= WHAT IS NEEDED =
Select every line in the data below that contains the word "lift", and copy each of those lines out in full.

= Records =
+===+
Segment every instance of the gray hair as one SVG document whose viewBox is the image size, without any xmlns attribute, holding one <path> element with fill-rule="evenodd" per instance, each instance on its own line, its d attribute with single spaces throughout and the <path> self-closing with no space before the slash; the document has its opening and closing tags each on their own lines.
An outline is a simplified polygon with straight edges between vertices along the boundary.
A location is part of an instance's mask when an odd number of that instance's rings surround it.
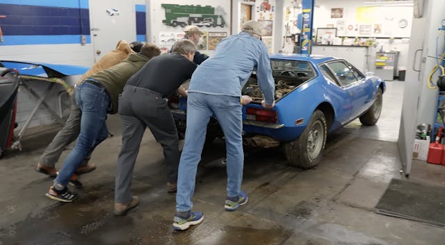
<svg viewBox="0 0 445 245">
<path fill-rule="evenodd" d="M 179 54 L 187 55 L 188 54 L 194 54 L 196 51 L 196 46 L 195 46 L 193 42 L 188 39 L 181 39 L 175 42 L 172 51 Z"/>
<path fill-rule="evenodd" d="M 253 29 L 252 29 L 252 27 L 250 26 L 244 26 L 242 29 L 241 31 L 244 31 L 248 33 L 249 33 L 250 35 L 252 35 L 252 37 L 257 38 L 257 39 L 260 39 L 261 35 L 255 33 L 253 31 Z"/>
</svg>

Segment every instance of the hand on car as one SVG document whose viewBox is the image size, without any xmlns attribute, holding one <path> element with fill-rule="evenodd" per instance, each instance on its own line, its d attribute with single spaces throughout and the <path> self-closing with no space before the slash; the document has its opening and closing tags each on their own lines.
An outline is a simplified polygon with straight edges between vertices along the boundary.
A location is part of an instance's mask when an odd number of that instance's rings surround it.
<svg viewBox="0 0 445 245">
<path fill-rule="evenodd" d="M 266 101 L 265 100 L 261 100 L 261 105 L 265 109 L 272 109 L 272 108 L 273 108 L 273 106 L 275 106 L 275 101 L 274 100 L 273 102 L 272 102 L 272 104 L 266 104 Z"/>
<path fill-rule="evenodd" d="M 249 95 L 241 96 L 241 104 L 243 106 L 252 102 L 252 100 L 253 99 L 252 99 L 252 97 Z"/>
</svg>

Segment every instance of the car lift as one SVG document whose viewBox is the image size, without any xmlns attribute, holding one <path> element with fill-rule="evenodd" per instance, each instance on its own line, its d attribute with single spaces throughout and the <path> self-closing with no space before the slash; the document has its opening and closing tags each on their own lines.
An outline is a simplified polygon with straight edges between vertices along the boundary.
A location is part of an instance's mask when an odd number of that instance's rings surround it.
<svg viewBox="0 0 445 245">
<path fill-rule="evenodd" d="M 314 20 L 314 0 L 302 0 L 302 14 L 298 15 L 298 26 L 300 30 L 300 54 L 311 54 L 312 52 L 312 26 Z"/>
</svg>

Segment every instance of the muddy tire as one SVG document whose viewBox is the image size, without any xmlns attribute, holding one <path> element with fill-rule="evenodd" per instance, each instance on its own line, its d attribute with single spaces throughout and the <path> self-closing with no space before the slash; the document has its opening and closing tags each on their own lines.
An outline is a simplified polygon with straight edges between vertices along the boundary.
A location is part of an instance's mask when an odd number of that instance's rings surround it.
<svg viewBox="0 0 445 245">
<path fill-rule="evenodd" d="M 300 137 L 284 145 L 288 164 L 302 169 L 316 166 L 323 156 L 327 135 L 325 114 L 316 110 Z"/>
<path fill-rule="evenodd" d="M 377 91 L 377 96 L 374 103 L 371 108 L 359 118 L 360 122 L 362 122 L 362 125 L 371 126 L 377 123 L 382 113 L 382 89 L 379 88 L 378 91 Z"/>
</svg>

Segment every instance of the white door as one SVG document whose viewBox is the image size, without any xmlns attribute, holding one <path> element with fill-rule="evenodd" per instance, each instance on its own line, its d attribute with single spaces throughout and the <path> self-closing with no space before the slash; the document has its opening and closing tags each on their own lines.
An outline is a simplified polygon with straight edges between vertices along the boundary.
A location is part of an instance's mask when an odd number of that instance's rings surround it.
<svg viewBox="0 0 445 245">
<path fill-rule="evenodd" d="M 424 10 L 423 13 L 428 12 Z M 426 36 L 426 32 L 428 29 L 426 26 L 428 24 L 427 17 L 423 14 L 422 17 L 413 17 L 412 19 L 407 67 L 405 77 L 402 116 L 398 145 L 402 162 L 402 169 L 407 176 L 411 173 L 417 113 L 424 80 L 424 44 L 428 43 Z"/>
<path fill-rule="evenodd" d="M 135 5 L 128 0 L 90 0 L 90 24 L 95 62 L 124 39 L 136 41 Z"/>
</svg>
+===+
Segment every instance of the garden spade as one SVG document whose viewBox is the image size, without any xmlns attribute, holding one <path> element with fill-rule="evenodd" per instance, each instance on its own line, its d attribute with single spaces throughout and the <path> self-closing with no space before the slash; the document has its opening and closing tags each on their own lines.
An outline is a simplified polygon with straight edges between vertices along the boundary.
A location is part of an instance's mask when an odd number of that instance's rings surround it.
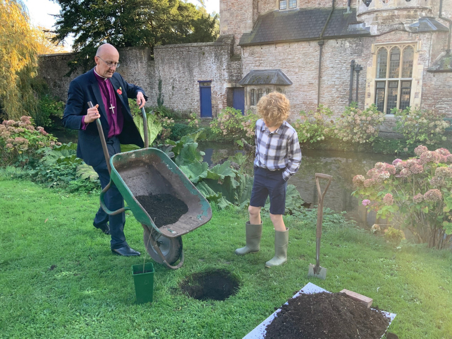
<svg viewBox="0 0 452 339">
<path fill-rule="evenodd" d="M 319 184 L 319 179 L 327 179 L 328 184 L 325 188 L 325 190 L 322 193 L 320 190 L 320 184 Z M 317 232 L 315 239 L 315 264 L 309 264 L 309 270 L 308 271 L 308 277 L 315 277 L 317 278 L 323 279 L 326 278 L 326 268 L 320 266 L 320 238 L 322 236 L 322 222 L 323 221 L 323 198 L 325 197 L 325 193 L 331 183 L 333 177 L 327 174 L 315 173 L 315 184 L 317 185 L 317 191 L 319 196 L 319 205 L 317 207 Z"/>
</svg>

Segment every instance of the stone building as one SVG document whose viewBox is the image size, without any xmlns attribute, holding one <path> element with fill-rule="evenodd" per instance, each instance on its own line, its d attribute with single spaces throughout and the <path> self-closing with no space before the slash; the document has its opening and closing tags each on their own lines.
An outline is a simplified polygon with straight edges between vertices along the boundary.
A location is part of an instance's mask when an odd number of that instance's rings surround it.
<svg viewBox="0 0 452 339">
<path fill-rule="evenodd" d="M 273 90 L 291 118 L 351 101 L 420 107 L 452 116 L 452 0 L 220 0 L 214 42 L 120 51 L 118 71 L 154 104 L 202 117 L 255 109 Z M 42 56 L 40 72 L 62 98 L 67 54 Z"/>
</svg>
+===+
= EXERCISE RESPONSE =
Segment every instance of the car lift as one SVG document whose viewBox is the image size, without any xmlns attribute, holding one <path> element with fill-rule="evenodd" per instance, each instance on its own line, its d attribute with single spaces throughout and the <path> self-closing with no space before the slash; the document has its opening and closing tags each on their own lines.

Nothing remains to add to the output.